▶ [Extract]:

·····

Iceland has proportionally the highest rate of chlamydia in all of Europe.
“The situation in Iceland is terrifying,” Baldur Tumi Baldursson, head of the sexual health clinic at Landspítali told visir.is
He worries that girls might be infected without knowing it. “There’s a number of young women, up to 5% of women aged 18-25, who are chronically infected without knowing.”
So far this year, more chlamydia occurrences have been registered than at the same time last year. All in all, 1,893 incidents were registered in 2012.
“People laugh at this but it can lead to immense unhappiness later when these women have trouble conceiving,” Baldur adds. He says that young people often don’t realise how serious it can be to catch a sexually transmitted disease and blames authorities for not putting much effort into preventive campaigning against STDs.
The situation is not as bleak when it comes to other STDs, which usually have more obvious symptoms and can therefore be treated on earlier stages. Baldur says that although Iceland has the highest rate of chlamydia in Europe, it might also be partially explained by how good the health care registration directory is here.

·····

▶ [Raw data]:

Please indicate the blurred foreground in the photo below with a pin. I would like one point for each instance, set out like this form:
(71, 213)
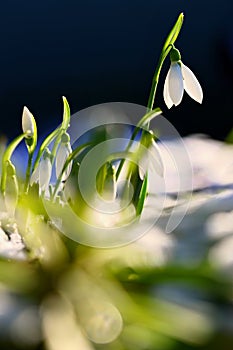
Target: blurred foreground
(162, 292)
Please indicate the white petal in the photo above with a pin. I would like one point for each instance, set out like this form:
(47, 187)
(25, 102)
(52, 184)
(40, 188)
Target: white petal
(45, 171)
(166, 96)
(27, 122)
(175, 83)
(191, 84)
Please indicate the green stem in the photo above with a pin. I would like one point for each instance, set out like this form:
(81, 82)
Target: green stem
(155, 79)
(6, 157)
(28, 172)
(68, 160)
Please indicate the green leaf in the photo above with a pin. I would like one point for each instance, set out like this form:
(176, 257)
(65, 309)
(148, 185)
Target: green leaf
(148, 117)
(6, 158)
(66, 114)
(142, 196)
(45, 144)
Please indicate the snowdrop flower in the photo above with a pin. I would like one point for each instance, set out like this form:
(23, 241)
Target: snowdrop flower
(180, 78)
(63, 152)
(28, 122)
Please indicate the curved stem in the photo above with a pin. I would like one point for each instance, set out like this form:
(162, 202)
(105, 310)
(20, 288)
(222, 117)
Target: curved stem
(28, 172)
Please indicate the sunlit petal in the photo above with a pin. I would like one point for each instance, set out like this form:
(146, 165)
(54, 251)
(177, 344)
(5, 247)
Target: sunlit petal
(175, 83)
(27, 122)
(191, 84)
(166, 96)
(45, 171)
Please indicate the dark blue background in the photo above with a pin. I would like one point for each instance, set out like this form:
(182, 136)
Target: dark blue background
(102, 51)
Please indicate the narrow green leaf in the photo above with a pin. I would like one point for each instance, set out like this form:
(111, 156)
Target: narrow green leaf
(45, 144)
(148, 117)
(7, 156)
(142, 196)
(66, 114)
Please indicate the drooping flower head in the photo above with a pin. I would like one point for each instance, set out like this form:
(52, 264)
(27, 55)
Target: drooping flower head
(178, 79)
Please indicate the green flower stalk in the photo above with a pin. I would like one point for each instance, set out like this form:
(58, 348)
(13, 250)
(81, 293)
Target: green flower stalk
(11, 189)
(169, 42)
(30, 129)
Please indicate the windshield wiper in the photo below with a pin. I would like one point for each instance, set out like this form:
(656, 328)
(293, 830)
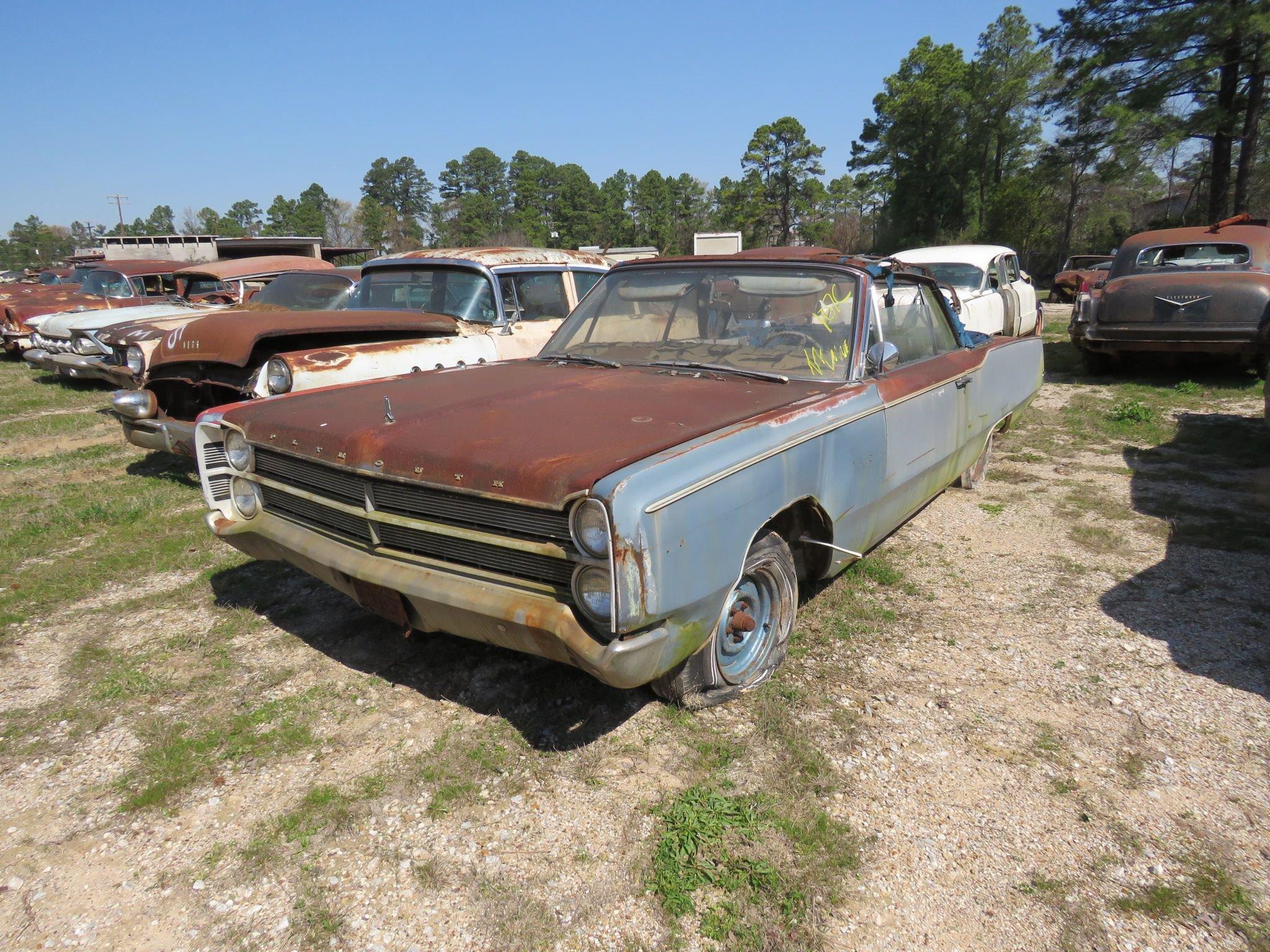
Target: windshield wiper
(578, 358)
(721, 368)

·····

▶ [Work instructions]:
A. Using the article on chlamydia in Iceland, answer each item on its own line, marked to match:
(i) What share of women aged 18-25 are chronically infected without knowing it, according to Baldur?
(ii) How many chlamydia incidents were registered in 2012?
(iii) What does Baldur say might partly explain why Iceland has the highest chlamydia rate in Europe?
B. Write the next part of the article on chlamydia in Iceland, picking up after its final sentence.

▶ [Answers given]:
A.
(i) Up to 5%.
(ii) 1,893.
(iii) How good the health care registration directory is in Iceland.

B.
According to a study carried out in 2004 and 2005, one in every five Icelandic women born after 1973 have been diagnosed with HPV. Laufey Tryggvadóttir, epidemiologist, who carried out the study says that young Icelanders’ sexual behaviour is becoming riskier and riskier.
“It goes without saying that the more people you have sex with, the more likely you’ll wind up with someone with STD,” Laufey told visir.is. In her study, she found that young Icelandic women have sex with more people than women of same age in the other Nordic countries.